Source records
════════

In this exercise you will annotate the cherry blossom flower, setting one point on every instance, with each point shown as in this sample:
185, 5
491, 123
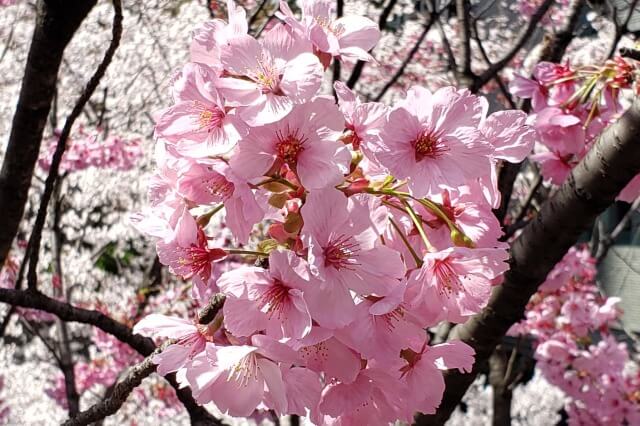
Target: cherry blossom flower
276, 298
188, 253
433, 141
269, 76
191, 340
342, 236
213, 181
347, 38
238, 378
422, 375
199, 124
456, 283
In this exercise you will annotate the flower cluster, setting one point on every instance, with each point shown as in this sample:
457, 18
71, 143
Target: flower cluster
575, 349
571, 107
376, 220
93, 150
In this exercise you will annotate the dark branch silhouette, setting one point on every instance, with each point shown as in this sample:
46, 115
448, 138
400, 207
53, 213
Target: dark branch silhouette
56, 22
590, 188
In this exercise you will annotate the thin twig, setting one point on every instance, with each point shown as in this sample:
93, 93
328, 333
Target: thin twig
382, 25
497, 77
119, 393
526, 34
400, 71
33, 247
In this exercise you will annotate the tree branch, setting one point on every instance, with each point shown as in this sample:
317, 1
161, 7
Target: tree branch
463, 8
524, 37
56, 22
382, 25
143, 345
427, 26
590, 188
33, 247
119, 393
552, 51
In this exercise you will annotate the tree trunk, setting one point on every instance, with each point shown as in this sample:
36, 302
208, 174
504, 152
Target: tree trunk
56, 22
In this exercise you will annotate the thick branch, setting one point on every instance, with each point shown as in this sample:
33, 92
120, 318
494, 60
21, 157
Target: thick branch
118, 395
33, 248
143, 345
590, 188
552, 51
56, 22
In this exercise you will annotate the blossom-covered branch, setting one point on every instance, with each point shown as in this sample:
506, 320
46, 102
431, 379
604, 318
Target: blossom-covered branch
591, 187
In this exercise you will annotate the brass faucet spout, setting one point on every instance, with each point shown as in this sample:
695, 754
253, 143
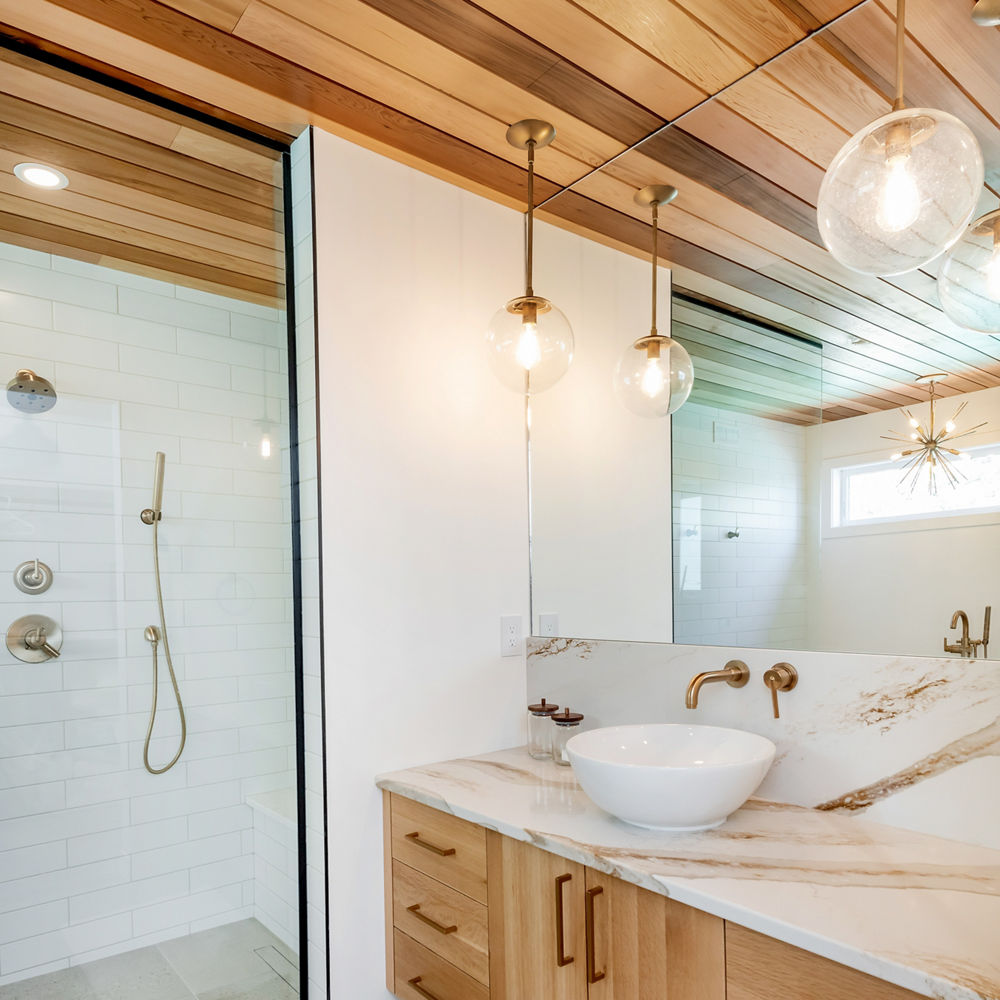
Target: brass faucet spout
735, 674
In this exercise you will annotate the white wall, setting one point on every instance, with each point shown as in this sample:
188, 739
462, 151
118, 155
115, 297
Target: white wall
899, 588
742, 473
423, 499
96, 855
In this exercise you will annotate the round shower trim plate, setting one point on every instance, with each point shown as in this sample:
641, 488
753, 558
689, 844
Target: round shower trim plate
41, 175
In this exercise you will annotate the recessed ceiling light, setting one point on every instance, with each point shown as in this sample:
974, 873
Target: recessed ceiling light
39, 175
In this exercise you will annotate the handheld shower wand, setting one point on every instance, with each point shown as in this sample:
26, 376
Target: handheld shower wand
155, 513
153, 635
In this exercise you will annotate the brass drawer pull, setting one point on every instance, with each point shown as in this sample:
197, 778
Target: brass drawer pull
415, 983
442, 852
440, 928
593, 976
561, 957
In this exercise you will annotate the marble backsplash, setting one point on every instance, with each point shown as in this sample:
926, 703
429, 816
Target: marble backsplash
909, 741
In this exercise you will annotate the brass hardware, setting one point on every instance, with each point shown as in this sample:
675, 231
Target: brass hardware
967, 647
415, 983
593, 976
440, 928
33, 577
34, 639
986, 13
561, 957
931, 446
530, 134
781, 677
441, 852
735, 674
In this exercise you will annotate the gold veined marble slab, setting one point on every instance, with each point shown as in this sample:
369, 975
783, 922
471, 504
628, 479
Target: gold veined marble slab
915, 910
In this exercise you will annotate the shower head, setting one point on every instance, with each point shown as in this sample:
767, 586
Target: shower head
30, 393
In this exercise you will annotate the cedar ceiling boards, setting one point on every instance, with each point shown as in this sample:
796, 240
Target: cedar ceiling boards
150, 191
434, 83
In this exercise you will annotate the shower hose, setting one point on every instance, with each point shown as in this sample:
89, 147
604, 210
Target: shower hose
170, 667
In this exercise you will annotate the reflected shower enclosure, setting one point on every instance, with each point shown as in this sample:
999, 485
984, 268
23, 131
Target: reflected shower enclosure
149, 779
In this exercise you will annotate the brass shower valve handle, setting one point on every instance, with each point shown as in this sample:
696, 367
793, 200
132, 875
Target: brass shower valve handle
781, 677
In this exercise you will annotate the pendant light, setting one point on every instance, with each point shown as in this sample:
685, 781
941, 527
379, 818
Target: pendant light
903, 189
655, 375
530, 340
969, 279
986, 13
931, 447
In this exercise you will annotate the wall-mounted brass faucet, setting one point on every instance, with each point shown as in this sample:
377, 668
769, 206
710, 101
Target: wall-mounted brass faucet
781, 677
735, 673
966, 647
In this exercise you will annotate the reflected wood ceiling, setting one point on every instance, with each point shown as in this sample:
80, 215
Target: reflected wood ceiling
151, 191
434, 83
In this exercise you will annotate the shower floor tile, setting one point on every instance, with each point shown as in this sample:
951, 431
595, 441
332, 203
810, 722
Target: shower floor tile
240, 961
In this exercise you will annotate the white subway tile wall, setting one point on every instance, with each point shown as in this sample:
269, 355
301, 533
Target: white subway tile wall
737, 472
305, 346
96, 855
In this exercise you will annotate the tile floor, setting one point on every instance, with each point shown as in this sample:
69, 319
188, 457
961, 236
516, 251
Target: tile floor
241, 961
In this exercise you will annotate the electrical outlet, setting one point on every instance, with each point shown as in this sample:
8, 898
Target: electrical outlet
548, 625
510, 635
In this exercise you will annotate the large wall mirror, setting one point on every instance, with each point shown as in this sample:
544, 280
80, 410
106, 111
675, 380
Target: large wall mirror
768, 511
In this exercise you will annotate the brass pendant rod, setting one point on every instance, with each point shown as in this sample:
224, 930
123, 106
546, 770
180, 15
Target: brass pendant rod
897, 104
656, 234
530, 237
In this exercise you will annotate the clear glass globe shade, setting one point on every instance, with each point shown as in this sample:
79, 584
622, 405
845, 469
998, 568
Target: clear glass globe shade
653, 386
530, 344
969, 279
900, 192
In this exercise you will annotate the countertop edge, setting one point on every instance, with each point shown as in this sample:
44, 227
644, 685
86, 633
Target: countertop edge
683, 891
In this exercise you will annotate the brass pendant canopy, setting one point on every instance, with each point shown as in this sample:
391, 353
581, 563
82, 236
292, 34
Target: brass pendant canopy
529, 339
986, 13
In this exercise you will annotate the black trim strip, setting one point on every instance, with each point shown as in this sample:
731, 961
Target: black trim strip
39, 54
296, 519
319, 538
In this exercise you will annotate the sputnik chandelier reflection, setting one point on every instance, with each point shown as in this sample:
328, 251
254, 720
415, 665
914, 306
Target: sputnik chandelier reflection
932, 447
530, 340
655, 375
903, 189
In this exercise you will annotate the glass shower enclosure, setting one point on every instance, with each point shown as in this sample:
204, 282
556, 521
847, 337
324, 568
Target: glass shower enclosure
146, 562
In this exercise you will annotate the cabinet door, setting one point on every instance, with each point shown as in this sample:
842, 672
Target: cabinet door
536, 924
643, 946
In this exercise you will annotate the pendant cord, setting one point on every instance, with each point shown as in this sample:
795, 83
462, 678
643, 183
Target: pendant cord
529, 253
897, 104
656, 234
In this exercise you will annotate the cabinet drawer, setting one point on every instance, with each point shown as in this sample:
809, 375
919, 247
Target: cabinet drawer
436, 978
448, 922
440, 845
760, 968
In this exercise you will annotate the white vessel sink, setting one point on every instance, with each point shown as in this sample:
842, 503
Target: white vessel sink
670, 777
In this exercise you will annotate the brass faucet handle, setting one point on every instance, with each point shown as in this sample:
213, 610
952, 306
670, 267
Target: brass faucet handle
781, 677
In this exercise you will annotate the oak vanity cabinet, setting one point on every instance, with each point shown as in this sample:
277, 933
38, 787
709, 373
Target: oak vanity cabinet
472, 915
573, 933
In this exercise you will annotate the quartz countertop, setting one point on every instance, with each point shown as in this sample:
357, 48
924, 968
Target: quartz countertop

════════

#### WHAT TO WORK ON:
Please print an exact copy of the records, with no pictures.

#### EXERCISE RESPONSE:
In this exercise you will annotate the cherry blossom flower, setting one point on every instance, with each point shown as in this sample:
185, 5
491, 123
Target: cherry blossom flower
276, 298
188, 253
433, 141
269, 76
191, 340
342, 236
213, 181
347, 38
238, 378
422, 375
199, 124
456, 283
In this exercise you will annotate the flower cluster, setting one point on every instance, with each point shown as in this sample:
457, 18
71, 143
Target: flower cluster
575, 349
571, 107
376, 220
93, 150
In this exercise you will annotate the dark branch silhouette, setting one point on every instance, with each point shown as in this sample:
46, 115
448, 138
400, 207
53, 213
Target: dark branch silhouette
56, 22
590, 188
In this exercise you will annotate the thin twig, setting one point on every instance, with each point shown as in this sample:
93, 93
328, 333
Target: thin twig
382, 25
497, 77
119, 393
526, 34
400, 71
33, 247
In this exercise you will annotate the tree branch, setting one point on every instance, with each point shown as in this sample:
317, 1
161, 7
Target: tree branch
463, 8
524, 37
56, 22
382, 25
143, 345
427, 26
590, 188
33, 247
119, 393
552, 51
In this exercise you will annotate the tree trunk, setting one point on every instance, with each point shown as in this sample:
36, 302
208, 174
504, 152
Target: tree trunk
56, 22
In this exercise you will annotate the thick branch, setting one point on every instance, with each point shown as in this sample:
33, 92
120, 318
494, 60
21, 157
Target: thick branch
118, 395
33, 248
143, 345
590, 188
552, 51
56, 22
In this exercise you will annotate the blossom-covered branch, setting one point on every instance, with each point shown as in this sample:
506, 320
46, 102
431, 379
604, 318
Target: blossom-covered branch
591, 187
In this exercise you will annotate the brass faucet spout, setting one point on every instance, with each point shown as in this sample:
695, 754
253, 143
Target: brass faucet spout
735, 674
In this exercise you will annotate the white wall, setting one point on every instance, with each point shown as in this sample:
188, 739
462, 151
118, 155
115, 297
Target: white wall
899, 588
742, 473
423, 499
96, 855
In this exercise you will annotate the round shower trim plate, setting one point on every instance, with each point shown as in this sample:
641, 488
753, 558
689, 844
Target: round shower trim plate
41, 175
In this exercise you will annotate the recessed ceiling light, setting one point on every instance, with each point shown as in this sample:
974, 873
Target: recessed ceiling light
39, 175
In this exercise you will annotate the handheld shower wand, setting one point on every instance, with each point shown as in this sample:
26, 376
Target: handheld shower wand
155, 513
153, 635
In this exercise you will annotate the brass drawer pull, setting one point on every instance, with each point shown as in this sample:
197, 778
Target: brass drawer pull
415, 983
442, 852
440, 928
593, 976
561, 957
In this exercise you will annotate the marble backsplash, setting one point on every instance, with each point shown as in this sample:
926, 703
429, 816
Target: marble backsplash
909, 741
In this exercise you will annotate the brass hardware, setting one point on every instance, with each point shown as in this sample:
675, 231
Target: brass hardware
967, 647
415, 983
593, 976
440, 928
33, 577
34, 639
986, 13
561, 957
931, 446
530, 134
781, 677
441, 852
735, 674
In this exercise you will annotate the gold veined marble slab, setting one point on every instance, with each point shown as in this sample:
369, 975
783, 922
471, 504
628, 479
Target: gold veined marble slab
915, 910
In this exercise you will annotate the shower head, setting one point on every instance, with each point shown as in this sample:
767, 586
Target: shower head
30, 393
In this exercise you will annotate the cedar ceiling boards, setting one point on every instance, with each point shown as in this sample:
796, 240
Target: cedar ceiling boards
150, 191
434, 83
In this exercise you will annotate the shower hose, setting one point on every instance, with each point shown as in this sample:
89, 147
604, 210
Target: shower hose
170, 667
In this exercise you will annotate the reflected shower enclosure, setting one point on every instance, with each point shown as in this sample:
999, 485
984, 268
23, 131
Target: reflected shower enclosure
149, 779
In this exercise you will annotate the brass shower valve handle, setting one point on every instance, with each point shown as in this sample:
696, 367
793, 200
132, 875
Target: brass shower valve handle
781, 677
In this exercise you will annotate the pendant light, setting one point on every instance, with each point shown as in this sample:
685, 781
941, 527
379, 818
Target: pendant light
903, 189
655, 375
530, 340
969, 279
986, 13
931, 447
In this exercise you will annotate the wall-mounted brass faucet, setting one point on every instance, with each point shown as in this sample:
377, 668
769, 206
710, 101
Target: wall-mounted brass faucet
781, 677
735, 673
966, 647
In this exercise you will annotate the reflected wood ceiling, setting one point on every instance, with each point shown as in this sample:
80, 215
Target: reflected wood ceiling
151, 191
434, 83
In this exercise you will annotate the shower floor tile, setting one point on every instance, with each point shown as in this sample:
951, 431
595, 441
332, 203
810, 722
Target: shower floor tile
240, 961
In this exercise you will annotate the white subway tile wall, setting one point on every instance, with each point shown as in this sample:
269, 355
301, 533
Target: white subway tile wall
737, 472
305, 346
96, 855
In this exercise you will annotate the tile floor, setting one point on every instance, with each point shown as in this sample:
69, 319
188, 457
961, 236
516, 251
Target: tile floor
241, 961
In this exercise you will annotate the electrical outlet, setting one point on every instance, with each point shown as in this sample:
8, 898
Target: electrical outlet
548, 625
510, 635
In this exercise you will annotate the large wall mirror, setting one point on every instance, with each point shown as in this sample:
544, 280
80, 410
106, 111
675, 380
Target: large wall mirror
768, 511
In this exercise you will annotate the brass pendant rod, setting one point on every instance, with each point shown as in this sample:
224, 930
123, 106
546, 770
180, 15
Target: brass pendant rod
897, 104
656, 234
530, 237
In this exercise you will annotate the clear glass globe shade, setting one point on every instance, with each point shown as in this sample:
79, 584
622, 405
845, 469
998, 568
Target: clear glass globe shade
653, 386
530, 344
969, 279
900, 192
In this exercise you will annotate the countertop edge, setting one point on every instance, with each point shown as in this sample:
44, 227
644, 685
86, 633
Target: countertop edge
683, 891
In this exercise you will annotate the brass pendant canopy, setting one point on every instance, with each point shown as in this sample:
391, 353
581, 563
82, 236
292, 34
Target: brass pendant canopy
529, 339
986, 13
In this exercise you will annotate the black trim strip, setting one point on every instance, with each point shown as in this sample:
731, 961
Target: black trim strip
39, 54
296, 519
319, 538
In this exercise you will annotate the sputnik chandelier reflection, setting one point on every instance, with each point shown as in this sample:
328, 251
254, 720
415, 665
914, 306
Target: sputnik chandelier reflection
932, 447
530, 340
655, 375
903, 189
In this exercise you will annotate the glass shower enclosure, setting one point on every instance, with each point shown as in this sample:
204, 282
556, 521
847, 337
324, 568
Target: glass shower enclosure
146, 562
In this exercise you will annotate the cabinet door, setting one point on every instance, with each point shown as in this sample:
842, 672
Target: cabinet door
536, 924
643, 946
In this exercise you will annotate the pendant cord, setting one point on every instance, with each point shown as in this sample:
795, 83
462, 678
643, 183
Target: pendant cord
529, 253
897, 104
656, 234
In this exercise you will annotate the cabinet drawer, setting one point on every instance, with each point shown as in this sample:
809, 375
919, 247
Target: cabinet drawer
436, 978
448, 922
440, 845
760, 968
In this exercise you will annotate the white vessel sink, setting one point on every instance, with each point shown as in this sample:
842, 503
Target: white vessel sink
670, 777
In this exercise you will annotate the brass faucet handle, setting one point on every instance, with each point shown as in this sample:
213, 610
952, 306
670, 267
Target: brass faucet handle
781, 677
In this exercise you will annotate the oak vanity cabinet, setting one point on every instance, with each point shown as in this sample:
277, 933
38, 787
709, 373
Target: oak vanity cabinet
472, 915
573, 933
In this exercise you will annotate the quartz countertop, setting one point on every instance, with each point shown as in this sample:
357, 48
924, 968
Target: quartz countertop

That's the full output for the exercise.